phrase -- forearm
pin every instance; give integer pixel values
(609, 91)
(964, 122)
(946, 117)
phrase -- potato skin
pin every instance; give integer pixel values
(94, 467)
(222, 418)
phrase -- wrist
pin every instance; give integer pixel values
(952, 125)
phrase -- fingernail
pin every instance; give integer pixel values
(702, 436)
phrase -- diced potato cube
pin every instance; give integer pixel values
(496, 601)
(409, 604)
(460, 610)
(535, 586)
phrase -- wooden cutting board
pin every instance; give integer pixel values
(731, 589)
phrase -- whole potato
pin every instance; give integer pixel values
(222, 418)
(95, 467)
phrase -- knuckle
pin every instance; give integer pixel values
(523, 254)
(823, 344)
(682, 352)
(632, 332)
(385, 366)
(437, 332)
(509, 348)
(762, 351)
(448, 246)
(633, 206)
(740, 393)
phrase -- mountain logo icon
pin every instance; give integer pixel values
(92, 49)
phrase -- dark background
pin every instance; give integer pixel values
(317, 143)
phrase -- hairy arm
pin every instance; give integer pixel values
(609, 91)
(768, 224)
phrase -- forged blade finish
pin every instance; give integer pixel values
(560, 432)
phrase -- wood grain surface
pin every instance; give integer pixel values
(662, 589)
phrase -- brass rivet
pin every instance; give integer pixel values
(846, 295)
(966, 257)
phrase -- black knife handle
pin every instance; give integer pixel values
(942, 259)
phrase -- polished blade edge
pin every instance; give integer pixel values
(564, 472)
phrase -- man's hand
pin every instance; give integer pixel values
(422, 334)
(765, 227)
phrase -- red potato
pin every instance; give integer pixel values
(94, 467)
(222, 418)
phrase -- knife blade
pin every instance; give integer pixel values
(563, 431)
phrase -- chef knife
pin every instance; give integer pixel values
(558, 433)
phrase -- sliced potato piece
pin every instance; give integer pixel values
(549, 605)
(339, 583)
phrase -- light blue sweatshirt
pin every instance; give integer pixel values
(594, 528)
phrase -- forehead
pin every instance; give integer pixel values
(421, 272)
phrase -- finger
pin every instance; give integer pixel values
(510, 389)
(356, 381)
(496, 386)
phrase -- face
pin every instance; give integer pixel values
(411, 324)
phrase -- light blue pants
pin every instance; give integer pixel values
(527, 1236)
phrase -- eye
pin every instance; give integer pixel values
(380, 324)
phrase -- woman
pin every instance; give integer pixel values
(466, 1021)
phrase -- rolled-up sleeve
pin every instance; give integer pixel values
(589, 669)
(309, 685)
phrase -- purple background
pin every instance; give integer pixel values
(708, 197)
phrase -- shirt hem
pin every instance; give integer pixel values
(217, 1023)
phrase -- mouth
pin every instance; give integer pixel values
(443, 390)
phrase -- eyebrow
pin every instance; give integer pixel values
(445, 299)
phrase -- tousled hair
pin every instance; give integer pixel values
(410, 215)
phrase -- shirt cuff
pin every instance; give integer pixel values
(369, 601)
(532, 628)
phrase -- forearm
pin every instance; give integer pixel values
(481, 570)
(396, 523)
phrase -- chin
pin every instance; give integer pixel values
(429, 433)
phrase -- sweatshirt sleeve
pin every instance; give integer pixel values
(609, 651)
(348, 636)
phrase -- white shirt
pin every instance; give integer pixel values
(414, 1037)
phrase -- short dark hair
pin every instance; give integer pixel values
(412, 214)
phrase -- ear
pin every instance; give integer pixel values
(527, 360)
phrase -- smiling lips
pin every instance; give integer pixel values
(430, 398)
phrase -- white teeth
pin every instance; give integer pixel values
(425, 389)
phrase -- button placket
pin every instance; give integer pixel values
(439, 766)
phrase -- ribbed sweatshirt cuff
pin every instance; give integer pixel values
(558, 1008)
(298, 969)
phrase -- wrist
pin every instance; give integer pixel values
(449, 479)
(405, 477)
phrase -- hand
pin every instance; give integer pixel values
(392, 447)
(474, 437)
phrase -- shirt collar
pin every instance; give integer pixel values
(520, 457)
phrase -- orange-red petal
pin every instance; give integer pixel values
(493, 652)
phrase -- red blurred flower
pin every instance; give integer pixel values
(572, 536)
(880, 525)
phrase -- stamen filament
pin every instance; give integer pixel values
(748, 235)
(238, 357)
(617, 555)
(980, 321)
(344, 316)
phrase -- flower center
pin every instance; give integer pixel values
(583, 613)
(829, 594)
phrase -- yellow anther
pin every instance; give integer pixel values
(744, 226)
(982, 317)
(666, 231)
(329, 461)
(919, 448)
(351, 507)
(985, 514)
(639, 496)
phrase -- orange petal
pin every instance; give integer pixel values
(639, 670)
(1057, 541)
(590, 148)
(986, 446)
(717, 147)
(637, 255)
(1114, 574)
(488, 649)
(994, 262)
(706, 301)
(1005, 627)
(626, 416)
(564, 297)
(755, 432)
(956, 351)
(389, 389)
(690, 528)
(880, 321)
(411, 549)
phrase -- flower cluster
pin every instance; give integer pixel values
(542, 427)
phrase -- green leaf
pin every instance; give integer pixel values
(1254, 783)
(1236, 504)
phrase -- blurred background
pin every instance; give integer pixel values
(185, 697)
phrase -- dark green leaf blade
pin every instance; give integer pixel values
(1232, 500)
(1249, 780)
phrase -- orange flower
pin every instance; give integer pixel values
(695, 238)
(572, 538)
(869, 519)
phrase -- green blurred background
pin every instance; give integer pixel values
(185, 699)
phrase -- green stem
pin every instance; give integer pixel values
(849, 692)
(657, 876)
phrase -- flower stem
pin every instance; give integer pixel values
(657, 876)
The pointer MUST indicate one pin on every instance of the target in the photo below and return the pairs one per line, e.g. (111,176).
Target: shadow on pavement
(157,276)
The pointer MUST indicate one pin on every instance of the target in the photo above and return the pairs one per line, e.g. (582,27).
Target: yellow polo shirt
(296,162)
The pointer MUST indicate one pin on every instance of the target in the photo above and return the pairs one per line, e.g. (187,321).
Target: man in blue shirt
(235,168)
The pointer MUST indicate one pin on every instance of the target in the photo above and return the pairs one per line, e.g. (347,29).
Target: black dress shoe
----
§ WHAT TO DO
Could you lay out every line of the listing above as a Markdown table with a Row column for the row number and a Text column for the line, leaving out blank lines?

§ FULL ANSWER
| Row | Text |
|---|---|
| 1 | phrase -- forearm |
| 2 | pin every instance; give integer pixel values |
| 3 | (609, 91) |
| 4 | (964, 122) |
| 5 | (946, 117) |
| 6 | phrase -- potato skin |
| 7 | pin every instance; give integer pixel values |
| 8 | (94, 467) |
| 9 | (222, 418) |
| 10 | phrase -- wrist |
| 11 | pin every instance; give integer pixel values |
| 12 | (952, 125) |
| 13 | phrase -- fingernail |
| 14 | pin every instance; give integer pixel values |
| 15 | (702, 436) |
| 16 | phrase -- diced potato cube |
| 17 | pin every instance; give integer pixel values |
| 18 | (496, 601) |
| 19 | (409, 604) |
| 20 | (460, 610) |
| 21 | (535, 586) |
| 22 | phrase -- wooden cutting board |
| 23 | pin every instance; give integer pixel values |
| 24 | (731, 589) |
| 25 | phrase -- whole potato |
| 26 | pin every instance; give integer pixel values |
| 27 | (222, 418) |
| 28 | (95, 467) |
| 29 | phrase -- knuckle |
| 30 | pin every instance; give integer pixel values |
| 31 | (523, 254) |
| 32 | (823, 344) |
| 33 | (682, 352) |
| 34 | (632, 332) |
| 35 | (385, 366) |
| 36 | (437, 332) |
| 37 | (509, 348) |
| 38 | (762, 351) |
| 39 | (448, 246) |
| 40 | (633, 206) |
| 41 | (740, 393) |
| 42 | phrase -- mountain logo icon |
| 43 | pin every instance; give integer pixel values |
| 44 | (92, 49) |
| 45 | phrase -- dark background |
| 46 | pin every instance; give integer pixel values |
| 47 | (317, 143) |
| 48 | phrase -- hairy arm |
| 49 | pin every instance; give integer pixel values |
| 50 | (609, 91) |
| 51 | (768, 224) |
| 52 | phrase -- forged blade finish |
| 53 | pin every instance; give integer pixel values |
| 54 | (560, 432) |
| 55 | phrase -- wood grain surface |
| 56 | pin every instance; give integer pixel values |
| 57 | (662, 589) |
| 58 | phrase -- brass rivet |
| 59 | pin every instance; give integer pixel values |
| 60 | (846, 295) |
| 61 | (966, 257) |
| 62 | phrase -- black knife handle |
| 63 | pin every instance; give integer pixel values |
| 64 | (942, 259) |
| 65 | phrase -- polished blade edge |
| 66 | pin every instance; give integer pixel values |
| 67 | (564, 472) |
| 68 | phrase -- man's hand |
| 69 | pin every instance; give integer pixel values |
| 70 | (422, 334) |
| 71 | (765, 227) |
| 72 | phrase -- red potato |
| 73 | pin every instance; give integer pixel values |
| 74 | (94, 467) |
| 75 | (222, 418) |
| 76 | phrase -- knife blade |
| 77 | pin every instance; give integer pixel values |
| 78 | (563, 431) |
| 79 | phrase -- chef knife |
| 80 | pin every instance; give integer pixel values |
| 81 | (558, 433) |
| 82 | phrase -- sliced potato piece |
| 83 | pin every instance; give integer pixel values |
| 84 | (549, 605) |
| 85 | (339, 583) |
| 86 | phrase -- light blue sweatshirt |
| 87 | pin every instance; give integer pixel values |
| 88 | (594, 528) |
| 89 | phrase -- forehead |
| 90 | pin every instance; give integer pixel values |
| 91 | (421, 272) |
| 92 | phrase -- finger |
| 93 | pin every instance; give integer pixel values |
| 94 | (510, 389) |
| 95 | (356, 381) |
| 96 | (496, 386) |
| 97 | phrase -- face |
| 98 | pin every instance; give integer pixel values |
| 99 | (411, 324) |
| 100 | phrase -- light blue pants |
| 101 | pin every instance; give integer pixel values |
| 102 | (527, 1236) |
| 103 | phrase -- eye |
| 104 | pin every instance; give integer pixel values |
| 105 | (380, 324) |
| 106 | phrase -- woman |
| 107 | pin every instance; give integer pixel values |
| 108 | (466, 1021) |
| 109 | phrase -- rolled-up sleeve |
| 110 | pin every instance; give integer pixel values |
| 111 | (589, 669) |
| 112 | (309, 685) |
| 113 | phrase -- purple background |
| 114 | pin every instance; give integer pixel values |
| 115 | (708, 197) |
| 116 | phrase -- shirt hem |
| 117 | pin every instance; give integer pixel values |
| 118 | (217, 1023) |
| 119 | phrase -- mouth |
| 120 | pin every instance; give integer pixel values |
| 121 | (443, 390) |
| 122 | phrase -- eyebrow |
| 123 | pin every instance; give integer pixel values |
| 124 | (445, 299) |
| 125 | phrase -- tousled hair |
| 126 | pin every instance; give integer pixel values |
| 127 | (410, 215) |
| 128 | phrase -- shirt cuff |
| 129 | pin every instance; give integer pixel values |
| 130 | (369, 601) |
| 131 | (532, 628) |
| 132 | phrase -- forearm |
| 133 | pin every instance; give integer pixel values |
| 134 | (481, 570) |
| 135 | (396, 523) |
| 136 | phrase -- chin |
| 137 | pin every instance; give integer pixel values |
| 138 | (429, 433) |
| 139 | phrase -- sweatshirt sleeve |
| 140 | pin every instance; give integer pixel values |
| 141 | (609, 651) |
| 142 | (348, 636) |
| 143 | phrase -- white shirt |
| 144 | pin every instance; give integer pixel values |
| 145 | (414, 1037) |
| 146 | phrase -- short dark hair |
| 147 | pin every instance; give integer pixel values |
| 148 | (412, 214) |
| 149 | phrase -- ear |
| 150 | pin every instance; give integer pixel values |
| 151 | (527, 360) |
| 152 | phrase -- smiling lips |
| 153 | pin every instance; give integer pixel values |
| 154 | (430, 398) |
| 155 | phrase -- white teeth |
| 156 | pin every instance; give integer pixel values |
| 157 | (425, 389) |
| 158 | phrase -- button placket |
| 159 | pin every instance; give integer pixel values |
| 160 | (439, 766) |
| 161 | phrase -- ribbed sweatshirt cuff |
| 162 | pin every instance; give integer pixel values |
| 163 | (558, 1008) |
| 164 | (298, 969) |
| 165 | phrase -- wrist |
| 166 | pin every instance; give integer pixel values |
| 167 | (449, 479) |
| 168 | (405, 477) |
| 169 | phrase -- hand |
| 170 | pin every instance; give integer pixel values |
| 171 | (392, 447) |
| 172 | (474, 437) |
| 173 | phrase -- shirt collar |
| 174 | pin every instance; give integer pixel values |
| 175 | (520, 457) |
| 176 | phrase -- orange-red petal |
| 177 | pin every instance; give integer pixel values |
| 178 | (493, 652) |
| 179 | phrase -- red blurred flower |
| 180 | pin every instance; give integer pixel values |
| 181 | (572, 536) |
| 182 | (880, 525) |
| 183 | phrase -- stamen filament |
| 184 | pin every instance; give integer pixel values |
| 185 | (748, 235) |
| 186 | (238, 357) |
| 187 | (617, 555) |
| 188 | (980, 321) |
| 189 | (344, 316) |
| 190 | phrase -- flower center |
| 191 | pin every instance; give integer pixel values |
| 192 | (583, 613) |
| 193 | (829, 594) |
| 194 | phrase -- yellow anther |
| 195 | pin every instance; give integer pixel values |
| 196 | (744, 226) |
| 197 | (982, 317) |
| 198 | (666, 231) |
| 199 | (329, 461) |
| 200 | (919, 448) |
| 201 | (351, 507) |
| 202 | (985, 514) |
| 203 | (639, 496) |
| 204 | phrase -- orange petal |
| 205 | pin every instance; give integer pixel values |
| 206 | (639, 670) |
| 207 | (1057, 541) |
| 208 | (590, 148) |
| 209 | (986, 446) |
| 210 | (717, 147) |
| 211 | (637, 255) |
| 212 | (1114, 574) |
| 213 | (488, 649) |
| 214 | (994, 262) |
| 215 | (706, 301) |
| 216 | (1005, 627) |
| 217 | (626, 416) |
| 218 | (564, 297) |
| 219 | (755, 432) |
| 220 | (956, 351) |
| 221 | (389, 389) |
| 222 | (690, 528) |
| 223 | (880, 321) |
| 224 | (411, 549) |
| 225 | phrase -- flower cluster |
| 226 | pin every instance; give integer pixel values |
| 227 | (542, 427) |
| 228 | phrase -- green leaf |
| 229 | pin every instance; give integer pixel values |
| 230 | (1254, 783) |
| 231 | (1236, 504) |
| 232 | phrase -- blurred background |
| 233 | pin every instance; give integer pixel values |
| 234 | (185, 697) |
| 235 | phrase -- dark green leaf blade |
| 236 | pin every instance; give integer pixel values |
| 237 | (1232, 500) |
| 238 | (1249, 780) |
| 239 | phrase -- orange flower |
| 240 | pin every instance; give integer pixel values |
| 241 | (695, 238) |
| 242 | (572, 538) |
| 243 | (869, 519) |
| 244 | phrase -- green blurred background |
| 245 | pin every instance; give integer pixel values |
| 246 | (185, 699) |
| 247 | phrase -- green stem |
| 248 | pin every instance; give integer pixel values |
| 249 | (849, 692) |
| 250 | (657, 876) |
| 251 | phrase -- flower stem |
| 252 | pin every instance; give integer pixel values |
| 253 | (657, 876) |
| 254 | The pointer MUST indicate one pin on every instance of the target in the photo below and return the pairs one per line, e.g. (111,176). |
| 255 | Target: shadow on pavement |
| 256 | (157,276) |
| 257 | The pointer MUST indicate one pin on every instance of the target in the photo above and return the pairs one per line, e.g. (582,27). |
| 258 | Target: yellow polo shirt |
| 259 | (296,162) |
| 260 | The pointer MUST indicate one pin on every instance of the target in the photo above and return the pairs one per line, e.g. (187,321). |
| 261 | Target: man in blue shirt |
| 262 | (235,168) |
| 263 | The pointer MUST indicate one pin on every instance of the target in the photo above and return the pairs one per line, e.g. (347,29). |
| 264 | Target: black dress shoe |